━━━ STORED RECORDS

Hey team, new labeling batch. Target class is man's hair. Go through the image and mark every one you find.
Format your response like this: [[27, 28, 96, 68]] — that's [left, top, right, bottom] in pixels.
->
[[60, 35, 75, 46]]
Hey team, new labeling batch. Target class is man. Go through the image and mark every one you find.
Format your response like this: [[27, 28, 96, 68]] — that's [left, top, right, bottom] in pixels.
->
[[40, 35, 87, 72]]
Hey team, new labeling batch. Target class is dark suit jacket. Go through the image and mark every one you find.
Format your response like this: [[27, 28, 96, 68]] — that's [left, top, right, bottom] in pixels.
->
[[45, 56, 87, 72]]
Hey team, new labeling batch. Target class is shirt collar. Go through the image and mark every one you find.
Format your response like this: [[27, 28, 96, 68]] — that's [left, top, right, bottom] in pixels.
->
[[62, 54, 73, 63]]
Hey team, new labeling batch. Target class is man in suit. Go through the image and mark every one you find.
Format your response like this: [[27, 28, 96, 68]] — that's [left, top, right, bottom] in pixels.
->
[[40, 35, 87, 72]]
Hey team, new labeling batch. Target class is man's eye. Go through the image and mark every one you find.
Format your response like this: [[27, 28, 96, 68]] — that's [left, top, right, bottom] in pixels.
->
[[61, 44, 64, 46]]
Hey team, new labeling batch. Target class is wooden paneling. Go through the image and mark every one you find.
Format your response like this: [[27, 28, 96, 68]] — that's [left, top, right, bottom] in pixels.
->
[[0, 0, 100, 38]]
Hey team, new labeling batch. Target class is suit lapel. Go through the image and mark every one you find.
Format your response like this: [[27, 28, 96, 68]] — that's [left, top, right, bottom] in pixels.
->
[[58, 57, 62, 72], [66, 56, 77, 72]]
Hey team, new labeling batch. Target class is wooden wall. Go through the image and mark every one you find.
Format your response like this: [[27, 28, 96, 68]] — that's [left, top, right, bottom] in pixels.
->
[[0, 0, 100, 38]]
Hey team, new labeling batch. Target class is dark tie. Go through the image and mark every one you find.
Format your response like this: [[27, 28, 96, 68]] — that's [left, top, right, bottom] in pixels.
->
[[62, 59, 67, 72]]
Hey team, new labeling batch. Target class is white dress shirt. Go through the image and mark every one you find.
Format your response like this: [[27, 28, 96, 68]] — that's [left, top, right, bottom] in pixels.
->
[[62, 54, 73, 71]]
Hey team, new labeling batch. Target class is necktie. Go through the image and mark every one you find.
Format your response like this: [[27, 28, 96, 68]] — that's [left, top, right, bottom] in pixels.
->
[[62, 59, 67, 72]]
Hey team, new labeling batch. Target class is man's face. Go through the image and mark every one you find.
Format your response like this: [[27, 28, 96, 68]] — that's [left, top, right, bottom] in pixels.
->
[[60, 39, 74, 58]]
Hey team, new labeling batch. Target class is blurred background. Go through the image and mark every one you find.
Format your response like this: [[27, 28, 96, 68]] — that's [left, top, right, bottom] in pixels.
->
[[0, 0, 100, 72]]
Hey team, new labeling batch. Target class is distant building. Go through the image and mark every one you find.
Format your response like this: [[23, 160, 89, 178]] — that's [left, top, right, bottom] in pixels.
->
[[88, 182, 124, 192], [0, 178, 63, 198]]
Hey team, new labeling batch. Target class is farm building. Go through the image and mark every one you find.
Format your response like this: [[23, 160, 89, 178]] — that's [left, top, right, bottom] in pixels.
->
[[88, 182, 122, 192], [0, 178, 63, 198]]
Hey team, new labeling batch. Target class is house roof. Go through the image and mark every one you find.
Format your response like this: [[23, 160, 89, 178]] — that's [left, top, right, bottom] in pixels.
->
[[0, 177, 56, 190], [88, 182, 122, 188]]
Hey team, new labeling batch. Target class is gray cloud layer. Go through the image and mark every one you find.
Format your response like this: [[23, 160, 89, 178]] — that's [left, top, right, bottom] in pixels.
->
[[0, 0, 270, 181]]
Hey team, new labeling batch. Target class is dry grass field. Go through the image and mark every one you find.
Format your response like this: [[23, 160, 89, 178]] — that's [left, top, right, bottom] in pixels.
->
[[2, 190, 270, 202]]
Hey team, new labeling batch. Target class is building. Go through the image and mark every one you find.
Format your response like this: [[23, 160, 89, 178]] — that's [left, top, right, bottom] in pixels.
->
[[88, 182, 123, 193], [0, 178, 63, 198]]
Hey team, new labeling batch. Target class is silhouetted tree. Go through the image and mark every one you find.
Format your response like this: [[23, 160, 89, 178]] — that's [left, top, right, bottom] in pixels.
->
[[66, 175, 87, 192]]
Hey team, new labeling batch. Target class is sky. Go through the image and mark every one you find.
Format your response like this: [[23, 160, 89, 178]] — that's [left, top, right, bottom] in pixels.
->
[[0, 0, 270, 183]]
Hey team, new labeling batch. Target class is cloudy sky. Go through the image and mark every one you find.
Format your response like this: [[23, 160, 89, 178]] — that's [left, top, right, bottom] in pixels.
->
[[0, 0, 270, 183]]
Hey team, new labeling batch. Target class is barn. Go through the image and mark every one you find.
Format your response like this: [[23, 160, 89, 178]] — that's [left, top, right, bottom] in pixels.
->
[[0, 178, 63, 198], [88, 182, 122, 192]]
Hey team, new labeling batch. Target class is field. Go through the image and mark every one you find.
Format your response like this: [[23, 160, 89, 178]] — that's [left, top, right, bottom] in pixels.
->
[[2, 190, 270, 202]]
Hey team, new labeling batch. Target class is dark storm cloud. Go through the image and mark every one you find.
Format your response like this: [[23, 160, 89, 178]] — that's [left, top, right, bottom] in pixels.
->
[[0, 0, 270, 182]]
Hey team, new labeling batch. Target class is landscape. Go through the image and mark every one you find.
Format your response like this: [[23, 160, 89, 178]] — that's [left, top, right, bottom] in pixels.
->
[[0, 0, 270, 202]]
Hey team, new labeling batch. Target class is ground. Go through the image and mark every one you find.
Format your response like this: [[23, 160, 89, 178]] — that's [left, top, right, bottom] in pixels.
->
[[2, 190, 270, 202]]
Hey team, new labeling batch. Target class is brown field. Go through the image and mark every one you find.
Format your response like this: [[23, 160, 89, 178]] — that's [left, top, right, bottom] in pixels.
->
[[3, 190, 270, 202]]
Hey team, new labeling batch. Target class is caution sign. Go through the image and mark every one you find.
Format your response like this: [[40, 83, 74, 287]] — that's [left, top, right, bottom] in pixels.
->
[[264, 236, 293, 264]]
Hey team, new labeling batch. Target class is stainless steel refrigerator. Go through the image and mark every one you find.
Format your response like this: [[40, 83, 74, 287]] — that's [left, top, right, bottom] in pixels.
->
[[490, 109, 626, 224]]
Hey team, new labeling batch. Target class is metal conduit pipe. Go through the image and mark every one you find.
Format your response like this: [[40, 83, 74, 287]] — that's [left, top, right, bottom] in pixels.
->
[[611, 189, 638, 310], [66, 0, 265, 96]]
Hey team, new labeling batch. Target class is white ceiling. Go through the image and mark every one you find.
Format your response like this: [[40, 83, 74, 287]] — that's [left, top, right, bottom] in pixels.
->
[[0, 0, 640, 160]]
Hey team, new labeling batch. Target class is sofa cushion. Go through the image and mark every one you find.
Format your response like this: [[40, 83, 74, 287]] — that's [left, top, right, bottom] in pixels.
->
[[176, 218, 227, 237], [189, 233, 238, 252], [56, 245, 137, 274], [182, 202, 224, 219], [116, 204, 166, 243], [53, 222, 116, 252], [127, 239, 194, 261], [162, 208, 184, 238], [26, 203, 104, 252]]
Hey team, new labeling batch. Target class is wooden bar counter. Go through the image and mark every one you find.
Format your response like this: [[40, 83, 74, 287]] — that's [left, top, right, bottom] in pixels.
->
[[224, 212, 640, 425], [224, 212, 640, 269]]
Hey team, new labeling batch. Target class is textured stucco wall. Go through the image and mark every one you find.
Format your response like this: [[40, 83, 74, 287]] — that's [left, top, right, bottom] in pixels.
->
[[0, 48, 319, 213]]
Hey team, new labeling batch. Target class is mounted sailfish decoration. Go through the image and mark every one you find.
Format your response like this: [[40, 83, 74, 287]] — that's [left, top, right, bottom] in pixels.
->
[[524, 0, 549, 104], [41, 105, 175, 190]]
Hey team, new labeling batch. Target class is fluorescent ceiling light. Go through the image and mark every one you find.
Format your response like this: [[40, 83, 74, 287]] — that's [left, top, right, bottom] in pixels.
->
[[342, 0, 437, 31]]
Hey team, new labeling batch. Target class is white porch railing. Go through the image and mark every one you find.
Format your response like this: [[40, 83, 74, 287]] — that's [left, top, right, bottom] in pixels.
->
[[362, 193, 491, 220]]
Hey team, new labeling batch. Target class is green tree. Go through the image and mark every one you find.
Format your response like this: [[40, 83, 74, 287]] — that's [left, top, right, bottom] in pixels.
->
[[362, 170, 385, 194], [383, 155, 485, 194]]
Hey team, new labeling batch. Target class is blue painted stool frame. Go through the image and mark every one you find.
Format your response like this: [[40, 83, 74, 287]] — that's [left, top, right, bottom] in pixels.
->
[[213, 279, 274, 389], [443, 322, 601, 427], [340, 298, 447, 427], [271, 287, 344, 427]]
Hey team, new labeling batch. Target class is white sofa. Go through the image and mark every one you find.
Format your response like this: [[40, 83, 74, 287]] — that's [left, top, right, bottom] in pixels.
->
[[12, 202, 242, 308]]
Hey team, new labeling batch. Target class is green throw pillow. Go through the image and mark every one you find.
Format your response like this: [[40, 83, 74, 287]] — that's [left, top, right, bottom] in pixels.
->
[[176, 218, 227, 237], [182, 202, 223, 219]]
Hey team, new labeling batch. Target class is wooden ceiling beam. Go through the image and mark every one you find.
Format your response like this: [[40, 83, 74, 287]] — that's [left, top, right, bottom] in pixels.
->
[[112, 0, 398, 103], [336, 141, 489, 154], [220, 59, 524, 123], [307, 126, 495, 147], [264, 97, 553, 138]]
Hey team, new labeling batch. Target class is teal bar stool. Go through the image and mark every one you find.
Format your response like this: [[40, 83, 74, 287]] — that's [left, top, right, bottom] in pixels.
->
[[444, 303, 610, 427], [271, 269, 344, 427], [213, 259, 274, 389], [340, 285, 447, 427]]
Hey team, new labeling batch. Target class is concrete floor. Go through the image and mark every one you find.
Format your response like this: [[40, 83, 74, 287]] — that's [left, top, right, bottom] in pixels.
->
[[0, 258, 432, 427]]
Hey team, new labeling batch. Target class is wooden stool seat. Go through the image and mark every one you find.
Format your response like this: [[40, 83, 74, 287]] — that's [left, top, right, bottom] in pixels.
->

━━━━━━

• TASK PROMPT
Give the rows again from the start through the one containing "[[60, 35, 75, 46]]", substituting "annotation" for "labeling". Leave everything else unchanged.

• REPLY
Hey team, new annotation batch. Target class is man's hair. Go through the image and mark every one you find.
Format your response like this: [[27, 28, 96, 68]] — that's [left, top, right, bottom] in pixels.
->
[[60, 35, 75, 46]]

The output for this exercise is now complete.